## What to produce:
Retype the whole listing, character for character.

## Extracted data:
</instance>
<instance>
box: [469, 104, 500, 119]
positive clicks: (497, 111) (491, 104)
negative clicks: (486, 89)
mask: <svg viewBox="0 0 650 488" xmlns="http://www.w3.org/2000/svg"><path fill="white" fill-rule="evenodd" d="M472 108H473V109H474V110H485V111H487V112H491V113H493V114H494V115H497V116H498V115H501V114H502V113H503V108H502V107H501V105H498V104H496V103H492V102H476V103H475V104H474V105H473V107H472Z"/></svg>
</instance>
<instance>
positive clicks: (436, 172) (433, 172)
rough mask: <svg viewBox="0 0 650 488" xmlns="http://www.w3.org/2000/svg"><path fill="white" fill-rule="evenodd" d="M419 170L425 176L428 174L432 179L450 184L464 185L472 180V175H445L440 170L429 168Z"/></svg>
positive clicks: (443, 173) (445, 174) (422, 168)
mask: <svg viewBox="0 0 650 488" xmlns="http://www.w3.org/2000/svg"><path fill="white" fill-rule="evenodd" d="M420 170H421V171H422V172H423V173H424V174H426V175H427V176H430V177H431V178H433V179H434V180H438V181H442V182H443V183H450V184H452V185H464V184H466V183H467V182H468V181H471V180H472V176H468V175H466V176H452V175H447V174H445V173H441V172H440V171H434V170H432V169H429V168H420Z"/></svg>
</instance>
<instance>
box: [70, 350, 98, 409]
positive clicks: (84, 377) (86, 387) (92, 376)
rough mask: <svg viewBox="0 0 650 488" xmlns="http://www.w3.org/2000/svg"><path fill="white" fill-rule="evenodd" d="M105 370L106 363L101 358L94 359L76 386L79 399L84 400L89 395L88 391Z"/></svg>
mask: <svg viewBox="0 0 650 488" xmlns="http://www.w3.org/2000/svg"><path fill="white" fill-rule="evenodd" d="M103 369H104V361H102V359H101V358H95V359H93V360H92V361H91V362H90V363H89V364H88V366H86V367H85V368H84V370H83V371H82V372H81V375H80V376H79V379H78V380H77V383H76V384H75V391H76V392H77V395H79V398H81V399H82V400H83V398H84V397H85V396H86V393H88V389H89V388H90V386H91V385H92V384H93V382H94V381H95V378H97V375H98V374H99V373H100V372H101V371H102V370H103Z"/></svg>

## Answer section:
</instance>
<instance>
box: [469, 104, 500, 119]
positive clicks: (497, 111) (491, 104)
negative clicks: (486, 89)
mask: <svg viewBox="0 0 650 488" xmlns="http://www.w3.org/2000/svg"><path fill="white" fill-rule="evenodd" d="M472 108H473V109H474V110H485V111H487V112H491V113H493V114H494V115H497V116H498V115H501V114H502V113H503V108H502V107H501V105H498V104H496V103H492V102H476V103H475V104H474V105H473V107H472Z"/></svg>
</instance>
<instance>
positive clicks: (436, 172) (433, 172)
rough mask: <svg viewBox="0 0 650 488" xmlns="http://www.w3.org/2000/svg"><path fill="white" fill-rule="evenodd" d="M419 170L425 176L428 174L432 179L450 184L464 185L472 180V175H445L440 170L429 168Z"/></svg>
positive clicks: (443, 173) (445, 174) (422, 168)
mask: <svg viewBox="0 0 650 488" xmlns="http://www.w3.org/2000/svg"><path fill="white" fill-rule="evenodd" d="M420 170H421V171H422V172H423V173H424V174H426V175H427V176H430V177H431V178H433V179H434V180H438V181H442V182H443V183H450V184H452V185H464V184H466V183H467V182H468V181H471V180H472V176H468V175H466V176H452V175H447V174H445V173H441V172H440V171H434V170H432V169H429V168H420Z"/></svg>
</instance>
<instance>
box: [70, 350, 98, 409]
positive clicks: (84, 377) (86, 387) (92, 376)
rough mask: <svg viewBox="0 0 650 488" xmlns="http://www.w3.org/2000/svg"><path fill="white" fill-rule="evenodd" d="M105 370L106 363L101 358L94 359L76 386L79 399L84 400L89 395L88 391Z"/></svg>
mask: <svg viewBox="0 0 650 488" xmlns="http://www.w3.org/2000/svg"><path fill="white" fill-rule="evenodd" d="M103 369H104V361H102V359H101V358H95V359H93V360H92V361H91V362H90V363H89V364H88V366H86V367H85V368H84V370H83V371H82V372H81V375H80V376H79V379H78V380H77V383H76V384H75V391H76V392H77V395H79V398H81V399H82V400H83V398H84V397H85V396H86V393H88V389H89V388H90V386H91V385H92V384H93V382H94V381H95V378H97V375H98V374H99V373H100V372H101V371H102V370H103Z"/></svg>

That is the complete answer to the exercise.